Microsoft Office, which includes popular productivity apps like Word and Excel, has been accused of scraping user-created content to train its internal AI systems. The feature, called 'Microsoft Connected Experiences,' is enabled by default, and to opt-out, you need to navigate various settings and options.
Linux expert @nixcraft on X called 'Connected Experiences' "unethical" because the feature's name doesn't convey that it's all about AI training. Microsoft's knowledge base states that connected experiences are "designed to enable you to create, communicate, and collaborate more effectively" by analyzing your content. There's no mention of AI or data being used for Copilot features or to train Microsoft's AI models.
Various media publications have picked up on these allegations, and Microsoft has responded to them using the official @Microsoft365 account on social media, denying the claims.
"We do not use customer data to train LLMs," Microsoft said. According to the company, 'Microsoft Connected Experiences' isn't about generative AI tools or training. "This setting only enables features requiring internet access like co-authoring a document."

Questions to answer -
(1) For each statement about the article on Microsoft Connected Experiences, say yes or no and quote the words of the article that settle it: (a) The feature is turned on unless the user opts out. (b) Microsoft's knowledge base says connected experiences use data to train its AI models. (c) Microsoft replied to the allegations through its @Microsoft365 account.
(2) Reproduce the article on Microsoft Connected Experiences word for word, from "Microsoft Office, which" to "Microsoft's AI models.".
(3) Write the next part of the article on Microsoft Connected Experiences, picking up after its final sentence.

[Recorded data]
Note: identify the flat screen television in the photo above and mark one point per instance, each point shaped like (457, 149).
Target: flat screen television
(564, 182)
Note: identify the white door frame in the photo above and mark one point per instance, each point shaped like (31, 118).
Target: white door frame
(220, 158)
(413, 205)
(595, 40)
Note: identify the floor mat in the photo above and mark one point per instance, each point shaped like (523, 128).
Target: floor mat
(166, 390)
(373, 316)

...

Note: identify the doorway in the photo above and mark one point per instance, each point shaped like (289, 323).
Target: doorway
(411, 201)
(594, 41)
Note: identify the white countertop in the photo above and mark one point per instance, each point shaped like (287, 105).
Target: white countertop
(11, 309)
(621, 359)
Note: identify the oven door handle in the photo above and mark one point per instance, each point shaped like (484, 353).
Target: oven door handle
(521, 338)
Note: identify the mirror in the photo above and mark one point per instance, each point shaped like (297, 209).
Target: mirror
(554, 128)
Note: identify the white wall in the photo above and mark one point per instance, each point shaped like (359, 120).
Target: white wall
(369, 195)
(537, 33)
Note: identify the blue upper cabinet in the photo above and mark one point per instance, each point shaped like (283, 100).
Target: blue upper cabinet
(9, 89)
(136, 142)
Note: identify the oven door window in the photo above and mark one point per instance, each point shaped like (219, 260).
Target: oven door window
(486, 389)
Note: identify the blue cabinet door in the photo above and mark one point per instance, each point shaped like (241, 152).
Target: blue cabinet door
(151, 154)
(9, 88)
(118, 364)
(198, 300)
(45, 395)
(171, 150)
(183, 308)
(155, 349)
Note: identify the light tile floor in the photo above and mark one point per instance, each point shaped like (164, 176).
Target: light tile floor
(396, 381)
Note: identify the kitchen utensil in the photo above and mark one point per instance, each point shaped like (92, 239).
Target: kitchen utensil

Answer set -
(1)
(a) Yes: "is enabled by default"
(b) No: "There's no mention of AI or data being used for Copilot features or to train Microsoft's AI models."
(c) Yes: "Microsoft has responded to them using the official @Microsoft365 account on social media"

(2)
Microsoft Office, which includes popular productivity apps like Word and Excel, has been accused of scraping user-created content to train its internal AI systems. The feature, called 'Microsoft Connected Experiences,' is enabled by default, and to opt-out, you need to navigate various settings and options.
Linux expert @nixcraft on X called 'Connected Experiences' "unethical" because the feature's name doesn't convey that it's all about AI training. Microsoft's knowledge base states that connected experiences are "designed to enable you to create, communicate, and collaborate more effectively" by analyzing your content. There's no mention of AI or data being used for Copilot features or to train Microsoft's AI models.

(3)
However, as Tom's Hardware points out, Microsoft 365 and Microsoft Connected Experiences are covered by Microsoft's Services Agreement, which gives the company full intellectual property rights to all of your content.
"To the extent necessary to provide the Services to you and others, to protect you and the Services, and to improve Microsoft products and services, you grant to Microsoft a worldwide and royalty-free intellectual property license to use Your Content, for example, to make copies of, retain, transmit, reformat, display, and distribute via communication tools Your Content on the Services," the agreement reads.
With web-based apps and services, social media, search engines, and more, several major players in the tech and AI space have been accurately called out for scraping user data to train AI. The CEO of Microsoft AI, Mustafa Suleyman, recently said that any content on the web "is fair use" for AI training, reproduction, and more. Everything else, which includes data that people actively opt out of sharing or checking a 'do not scrape' box, is a 'gray area.' Not only that, but it's up to the courts to decide what data is off-limits.
Back to Microsoft Connected Experiences, the company has stated that it is not using your Word documents to train AI models. Still, if you want to opt-out, you need to go to File > Options > Trust Center > Trust Center Settings > Privacy Options > Privacy Settings > Optional Connected Experiences > Uncheck the box: "Turn on optional connected experiences."